──────── Document passage ────────
Um, Thanks, Guys…

I’d been having network connection problems for a week or so — the network booting me at random intervals, anywhere from ten minutes to 40 minutes — and finally, when messing around with the installation of Internet Explorer I can run under Wine on my Linux installation, I figured out that it was indeed the campus network blocking me because I hadn’t installed a virus scanner and some kind of weird Korean firewall app.

Which only exists for Windows, of course, because Windows is the only OS in Korea, right?

Oh, the DRM!

Anyway, I had the network guys come by and I was explaining the problem to them in Korean. Their eyes glazed over. I called Lime, who said, “You’re explaining it fine!” but one of them had already left the room to ask her what the problem was.

When push came to shove, they did the only thing they could do: they totally unblocked our connection, so that I could run Linux in my home. Which, after two years of having network problems every four months or so, is kind of nice.
────────
--- Work to be completed ---
Can you write the next part of the blog post about the campus network blocking a Linux computer, starting right after its last sentence?
──────── Input data ────────
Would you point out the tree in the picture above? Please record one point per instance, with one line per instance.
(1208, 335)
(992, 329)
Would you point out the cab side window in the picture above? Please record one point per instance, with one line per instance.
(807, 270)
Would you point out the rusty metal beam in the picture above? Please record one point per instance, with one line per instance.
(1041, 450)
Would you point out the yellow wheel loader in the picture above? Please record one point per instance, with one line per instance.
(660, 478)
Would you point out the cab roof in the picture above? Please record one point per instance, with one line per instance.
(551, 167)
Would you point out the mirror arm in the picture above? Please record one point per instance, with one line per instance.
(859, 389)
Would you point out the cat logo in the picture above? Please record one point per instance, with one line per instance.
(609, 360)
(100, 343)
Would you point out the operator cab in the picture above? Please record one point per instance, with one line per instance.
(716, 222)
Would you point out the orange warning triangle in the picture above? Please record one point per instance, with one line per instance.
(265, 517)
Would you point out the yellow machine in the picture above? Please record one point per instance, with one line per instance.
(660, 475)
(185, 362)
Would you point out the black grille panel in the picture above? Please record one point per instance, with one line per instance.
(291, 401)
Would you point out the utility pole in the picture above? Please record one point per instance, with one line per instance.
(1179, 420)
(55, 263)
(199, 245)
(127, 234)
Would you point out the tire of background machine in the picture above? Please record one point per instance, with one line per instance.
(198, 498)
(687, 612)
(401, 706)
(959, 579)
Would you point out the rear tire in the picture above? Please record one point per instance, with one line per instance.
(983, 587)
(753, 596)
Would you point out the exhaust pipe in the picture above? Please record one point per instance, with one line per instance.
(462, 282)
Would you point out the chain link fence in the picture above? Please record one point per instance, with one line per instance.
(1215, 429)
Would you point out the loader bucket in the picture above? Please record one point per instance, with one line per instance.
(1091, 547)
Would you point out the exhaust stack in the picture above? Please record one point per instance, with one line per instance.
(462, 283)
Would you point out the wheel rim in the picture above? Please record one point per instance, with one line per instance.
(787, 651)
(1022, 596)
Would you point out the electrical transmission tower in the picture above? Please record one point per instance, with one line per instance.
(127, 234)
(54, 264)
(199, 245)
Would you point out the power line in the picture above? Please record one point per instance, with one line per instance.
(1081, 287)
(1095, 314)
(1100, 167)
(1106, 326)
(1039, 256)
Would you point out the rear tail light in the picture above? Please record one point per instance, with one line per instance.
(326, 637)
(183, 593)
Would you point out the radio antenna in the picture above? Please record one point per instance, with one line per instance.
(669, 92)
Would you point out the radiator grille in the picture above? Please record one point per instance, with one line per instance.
────────
--- Output of the task ---
But they also renamed my wireless router for no apparent reason. Yes, my quirkily -named “Shibboleth” was suddenly dubbed “Linksys” for no good reason. I don’t know if they just reset the defaults without asking or telling me, but it took me a while to figure out where my home network had gone.

The PC that’s running Linux Mint dealt with it fine, but my wireless setup on my older laptop had been precarious for ages, and depended on wifi-radar finding a connection called “shibboleth.” When that failed, no more wireless connection, and try as I might, I couldn’t reconfigure wifi-radar.

Happily, after a few hours, I found the answer I needed: wicd, an alternative wireless management app. Beautiful stuff, the kind of thing I can use anywhere… way better for me than wifi-radar ever was. If anyone needs to try it out, the tutorial here was a lifesaver for me.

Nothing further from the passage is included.